* BEGIN INFORMATION PROVIDED *
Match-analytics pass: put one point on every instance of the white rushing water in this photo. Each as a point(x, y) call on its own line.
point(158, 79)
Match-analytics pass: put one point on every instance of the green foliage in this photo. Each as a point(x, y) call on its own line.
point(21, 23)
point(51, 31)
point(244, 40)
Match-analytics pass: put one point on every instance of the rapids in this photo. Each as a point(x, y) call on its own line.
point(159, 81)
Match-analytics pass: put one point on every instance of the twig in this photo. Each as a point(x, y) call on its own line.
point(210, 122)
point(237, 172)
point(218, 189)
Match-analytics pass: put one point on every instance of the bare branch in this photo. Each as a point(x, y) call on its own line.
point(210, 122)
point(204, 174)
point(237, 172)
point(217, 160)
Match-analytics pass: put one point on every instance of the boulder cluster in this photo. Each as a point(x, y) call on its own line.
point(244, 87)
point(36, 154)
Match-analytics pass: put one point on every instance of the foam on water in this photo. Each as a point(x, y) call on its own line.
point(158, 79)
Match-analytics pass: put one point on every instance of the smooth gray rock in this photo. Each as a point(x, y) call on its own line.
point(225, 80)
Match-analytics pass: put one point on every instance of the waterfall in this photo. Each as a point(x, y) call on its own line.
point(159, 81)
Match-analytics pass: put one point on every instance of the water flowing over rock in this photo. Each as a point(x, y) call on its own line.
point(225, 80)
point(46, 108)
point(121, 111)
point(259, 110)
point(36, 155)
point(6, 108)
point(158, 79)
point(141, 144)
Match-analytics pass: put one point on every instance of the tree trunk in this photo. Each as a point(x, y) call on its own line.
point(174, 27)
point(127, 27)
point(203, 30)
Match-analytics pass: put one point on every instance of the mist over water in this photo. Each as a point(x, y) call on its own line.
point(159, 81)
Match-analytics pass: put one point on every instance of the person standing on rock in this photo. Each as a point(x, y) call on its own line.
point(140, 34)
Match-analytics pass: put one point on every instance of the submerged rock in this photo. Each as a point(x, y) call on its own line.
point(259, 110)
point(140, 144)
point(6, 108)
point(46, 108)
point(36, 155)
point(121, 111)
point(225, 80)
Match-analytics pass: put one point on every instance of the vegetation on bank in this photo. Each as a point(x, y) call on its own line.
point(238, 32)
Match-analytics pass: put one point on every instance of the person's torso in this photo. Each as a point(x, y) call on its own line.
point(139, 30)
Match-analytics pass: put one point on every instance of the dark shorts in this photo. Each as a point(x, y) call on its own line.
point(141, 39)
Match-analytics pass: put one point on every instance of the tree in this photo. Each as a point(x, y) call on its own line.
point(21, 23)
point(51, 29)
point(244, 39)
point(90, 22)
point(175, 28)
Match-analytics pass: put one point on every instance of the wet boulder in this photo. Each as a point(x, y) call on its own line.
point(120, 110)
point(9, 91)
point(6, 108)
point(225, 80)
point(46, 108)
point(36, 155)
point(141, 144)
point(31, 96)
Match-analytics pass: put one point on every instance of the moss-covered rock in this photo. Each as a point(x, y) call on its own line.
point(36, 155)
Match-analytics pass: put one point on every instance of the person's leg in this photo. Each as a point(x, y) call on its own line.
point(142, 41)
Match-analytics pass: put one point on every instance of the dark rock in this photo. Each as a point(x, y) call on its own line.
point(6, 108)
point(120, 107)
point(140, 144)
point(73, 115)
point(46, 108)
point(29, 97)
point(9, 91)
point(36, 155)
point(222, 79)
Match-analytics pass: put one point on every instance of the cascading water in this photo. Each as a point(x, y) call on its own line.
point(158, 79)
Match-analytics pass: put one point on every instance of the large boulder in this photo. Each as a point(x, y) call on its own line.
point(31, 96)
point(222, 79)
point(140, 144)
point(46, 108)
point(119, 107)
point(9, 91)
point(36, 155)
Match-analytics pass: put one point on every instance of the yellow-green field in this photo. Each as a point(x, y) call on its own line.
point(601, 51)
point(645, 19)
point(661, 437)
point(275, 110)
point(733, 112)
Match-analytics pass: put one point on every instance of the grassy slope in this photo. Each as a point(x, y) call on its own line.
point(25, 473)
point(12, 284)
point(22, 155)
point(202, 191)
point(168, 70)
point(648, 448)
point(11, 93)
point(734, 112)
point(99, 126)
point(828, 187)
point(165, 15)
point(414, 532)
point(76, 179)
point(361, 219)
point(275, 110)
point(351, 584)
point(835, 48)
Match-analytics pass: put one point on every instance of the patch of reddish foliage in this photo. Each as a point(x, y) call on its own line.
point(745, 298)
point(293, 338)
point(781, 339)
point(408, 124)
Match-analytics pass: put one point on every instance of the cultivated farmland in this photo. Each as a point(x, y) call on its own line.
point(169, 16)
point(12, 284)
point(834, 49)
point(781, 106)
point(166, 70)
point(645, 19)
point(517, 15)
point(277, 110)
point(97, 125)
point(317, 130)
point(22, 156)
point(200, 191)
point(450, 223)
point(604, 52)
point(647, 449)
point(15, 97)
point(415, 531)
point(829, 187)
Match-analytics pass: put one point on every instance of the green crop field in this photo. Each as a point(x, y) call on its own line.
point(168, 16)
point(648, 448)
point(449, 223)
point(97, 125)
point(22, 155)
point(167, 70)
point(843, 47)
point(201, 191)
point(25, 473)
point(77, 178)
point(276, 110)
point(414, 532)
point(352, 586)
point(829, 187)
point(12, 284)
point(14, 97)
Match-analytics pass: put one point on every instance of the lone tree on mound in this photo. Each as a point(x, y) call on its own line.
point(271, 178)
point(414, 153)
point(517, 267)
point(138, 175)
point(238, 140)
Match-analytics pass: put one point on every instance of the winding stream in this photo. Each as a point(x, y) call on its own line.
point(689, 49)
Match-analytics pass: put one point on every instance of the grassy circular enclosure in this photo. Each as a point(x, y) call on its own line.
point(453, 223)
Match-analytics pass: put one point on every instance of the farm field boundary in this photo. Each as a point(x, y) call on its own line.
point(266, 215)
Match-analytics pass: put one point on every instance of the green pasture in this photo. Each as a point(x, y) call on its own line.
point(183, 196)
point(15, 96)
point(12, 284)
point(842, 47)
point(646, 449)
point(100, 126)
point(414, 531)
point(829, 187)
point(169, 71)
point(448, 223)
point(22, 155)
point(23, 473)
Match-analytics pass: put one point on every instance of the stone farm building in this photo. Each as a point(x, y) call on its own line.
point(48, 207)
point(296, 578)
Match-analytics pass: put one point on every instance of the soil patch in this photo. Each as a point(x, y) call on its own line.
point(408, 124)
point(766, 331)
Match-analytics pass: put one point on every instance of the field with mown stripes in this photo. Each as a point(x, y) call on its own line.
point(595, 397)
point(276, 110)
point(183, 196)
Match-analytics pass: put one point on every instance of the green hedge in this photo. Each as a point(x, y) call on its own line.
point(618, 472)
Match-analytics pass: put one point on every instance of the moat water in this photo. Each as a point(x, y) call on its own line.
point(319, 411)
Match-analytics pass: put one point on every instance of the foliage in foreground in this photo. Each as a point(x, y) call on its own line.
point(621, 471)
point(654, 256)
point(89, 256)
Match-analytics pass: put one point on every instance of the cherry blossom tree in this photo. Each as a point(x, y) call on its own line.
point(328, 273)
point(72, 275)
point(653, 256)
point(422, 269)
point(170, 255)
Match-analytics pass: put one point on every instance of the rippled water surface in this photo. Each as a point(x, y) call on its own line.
* END INFORMATION PROVIDED *
- **STATED EXERCISE**
Copy out every one of the lines above, word for word, with nothing changed, added, or left out.

- **SOLUTION FOR THIS PROBLEM**
Match-analytics pass: put one point on every instance of the white rushing water in this photo. Each as a point(x, y) call on its own line.
point(158, 79)
Match-analytics pass: put one point on every instance of the green foliage in this photo. Each as a point(x, y) call on its own line.
point(21, 23)
point(51, 31)
point(244, 40)
Match-analytics pass: put one point on every instance of the rapids in this photo. Each as a point(x, y) call on its own line.
point(159, 81)
Match-analytics pass: put one point on every instance of the twig in this photo. Each as a point(x, y) call on its own line.
point(210, 122)
point(237, 172)
point(218, 189)
Match-analytics pass: put one point on every instance of the bare branch in this photo. Each as a point(x, y) call on its own line.
point(210, 122)
point(204, 174)
point(237, 172)
point(217, 160)
Match-analytics pass: put one point on every instance of the boulder cluster in this photo. Each as a point(x, y) call on its own line.
point(244, 87)
point(36, 154)
Match-analytics pass: put one point on every instance of the foam on water in this photo. Each as a point(x, y) call on its own line.
point(158, 79)
Match-analytics pass: put one point on every instance of the smooth gray rock in this photo. Each as a point(x, y) call on its own line.
point(225, 80)
Match-analytics pass: put one point on every instance of the waterfall in this photo. Each as a point(x, y) call on its own line.
point(159, 81)
Match-analytics pass: put one point on every instance of the water flowing over rock in this photo. Each as a point(x, y) call on its own line.
point(225, 80)
point(46, 108)
point(121, 111)
point(259, 110)
point(36, 155)
point(6, 108)
point(158, 79)
point(141, 144)
Match-analytics pass: put one point on every instance of the tree trunk in this photo. Each as a point(x, y) call on its own line.
point(174, 27)
point(127, 27)
point(203, 30)
Match-analytics pass: put one point on every instance of the mist over water in this photo. Each as a point(x, y) call on its own line.
point(159, 81)
Match-analytics pass: put one point on every instance of the person standing on rock in this photo. Each as a point(x, y) call on its own line.
point(140, 34)
Match-analytics pass: put one point on every instance of the submerged rock in this photo. Each as a point(x, y) call on its own line.
point(259, 110)
point(140, 144)
point(6, 108)
point(46, 108)
point(36, 155)
point(121, 111)
point(225, 80)
Match-analytics pass: put one point on every instance of the vegetation on bank in this photo. Each as a point(x, y) call on its own line.
point(238, 32)
Match-analytics pass: put one point on every instance of the person's torso in this photo. Each as a point(x, y) call on its own line.
point(139, 30)
Match-analytics pass: put one point on every instance of the dark shorts in this photo. Each as a point(x, y) call on its own line.
point(141, 39)
Match-analytics pass: put one point on every instance of the tree in this photo. Each as a point(x, y) call on its own line.
point(21, 23)
point(51, 29)
point(244, 39)
point(90, 22)
point(175, 28)
Match-analytics pass: put one point on every instance of the wet boulder in this photo. Each as a point(x, y) call on its own line.
point(120, 110)
point(9, 91)
point(6, 108)
point(225, 80)
point(46, 108)
point(36, 155)
point(141, 144)
point(31, 96)
Match-analytics pass: put one point on every instance of the moss-covered rock in this photo. Each as a point(x, y) call on its own line.
point(36, 155)
Match-analytics pass: put one point on every instance of the person's leg in this photo. Each as a point(x, y) call on its own line.
point(142, 41)
Match-analytics pass: put one point on every instance of the dark rock in this photo. Each as a point(x, y) call on its own line.
point(6, 108)
point(120, 107)
point(140, 144)
point(73, 115)
point(46, 108)
point(29, 97)
point(9, 91)
point(36, 155)
point(222, 79)
Match-analytics pass: put one point on every instance of the cascading water in this photo. Each as a point(x, y) call on its own line.
point(158, 79)
Match-analytics pass: put one point on every instance of the large boulder in this photo. Each as a point(x, y) call on its own line.
point(31, 96)
point(222, 79)
point(140, 144)
point(46, 108)
point(119, 107)
point(9, 91)
point(36, 155)
Match-analytics pass: put one point on every instance of the yellow-green field in this photo. Each as a point(x, y) call on its own line.
point(601, 51)
point(645, 19)
point(661, 437)
point(275, 110)
point(733, 112)
Match-analytics pass: put one point on every instance of the grassy slope in this photo. Each as a point(x, y) call on its own line.
point(25, 473)
point(12, 284)
point(22, 155)
point(202, 191)
point(168, 70)
point(648, 448)
point(11, 93)
point(734, 112)
point(99, 126)
point(828, 187)
point(165, 15)
point(414, 532)
point(76, 179)
point(361, 219)
point(275, 110)
point(351, 584)
point(835, 48)
Match-analytics pass: put one point on every instance of the patch of reddish foliage in this photo. Each as a point(x, y) call on its own line.
point(745, 298)
point(293, 338)
point(781, 339)
point(408, 124)
Match-analytics pass: put one point on every instance of the cultivated farmland in this photo. Each as a point(x, y) call on its own line.
point(169, 16)
point(12, 284)
point(834, 49)
point(781, 106)
point(166, 70)
point(645, 19)
point(517, 15)
point(277, 110)
point(97, 125)
point(317, 130)
point(22, 156)
point(200, 191)
point(450, 223)
point(604, 52)
point(647, 449)
point(15, 97)
point(415, 531)
point(829, 187)
Match-analytics pass: put one point on every instance of the green crop field in this photo. Each as a point(x, y) call on its own line.
point(168, 16)
point(648, 448)
point(449, 223)
point(97, 125)
point(22, 155)
point(167, 70)
point(843, 47)
point(201, 191)
point(25, 473)
point(77, 178)
point(276, 110)
point(414, 532)
point(352, 586)
point(829, 187)
point(12, 284)
point(14, 97)
Match-analytics pass: put one point on every instance of the lone tree on mound in this photo. Each as a point(x, y) call on its own line.
point(271, 178)
point(414, 153)
point(517, 267)
point(138, 175)
point(238, 140)
Match-analytics pass: put one point on every instance of the winding stream in this photo. Each as a point(x, y) call on its own line.
point(689, 49)
Match-analytics pass: put one point on every instance of the grassy circular enclosure in this photo. Each as a point(x, y) call on its own line.
point(453, 223)
Match-analytics pass: put one point on every instance of the farm field boundary in this photo. Each as a point(x, y) call on its own line.
point(266, 215)
Match-analytics pass: put one point on every instance of the green pasture in this photo. Each as a point(x, y) call on its own line.
point(183, 196)
point(15, 96)
point(12, 284)
point(842, 47)
point(646, 449)
point(100, 126)
point(414, 531)
point(829, 187)
point(169, 71)
point(448, 223)
point(22, 155)
point(23, 473)
Match-analytics pass: put one point on every instance of the stone farm building in this photo. Each as a point(x, y) call on its own line.
point(48, 207)
point(296, 578)
Match-analytics pass: put one point on every instance of the soil patch in this photo. Each as a point(x, y) call on its own line.
point(408, 124)
point(766, 331)
Match-analytics pass: put one point on every instance of the field with mown stripes in this photo. Each as a point(x, y) call on its own line.
point(595, 397)
point(276, 110)
point(183, 196)
Match-analytics pass: put one point on every instance of the green hedge in this photo. Each as a point(x, y) call on its own line.
point(618, 472)
Match-analytics pass: put one point on every instance of the moat water in this photo. Each as a point(x, y) call on its own line.
point(319, 411)
Match-analytics pass: put one point on every instance of the foliage in foreground in this photo. Each as a point(x, y) call on its own line.
point(621, 471)
point(654, 256)
point(89, 256)
Match-analytics pass: put one point on every instance of the cherry blossom tree in this photo. Each as a point(x, y) call on its own line.
point(328, 273)
point(72, 275)
point(653, 256)
point(422, 269)
point(170, 255)
Match-analytics pass: put one point on every instance of the rippled water surface in this photo. Each as a point(x, y) call on its own line.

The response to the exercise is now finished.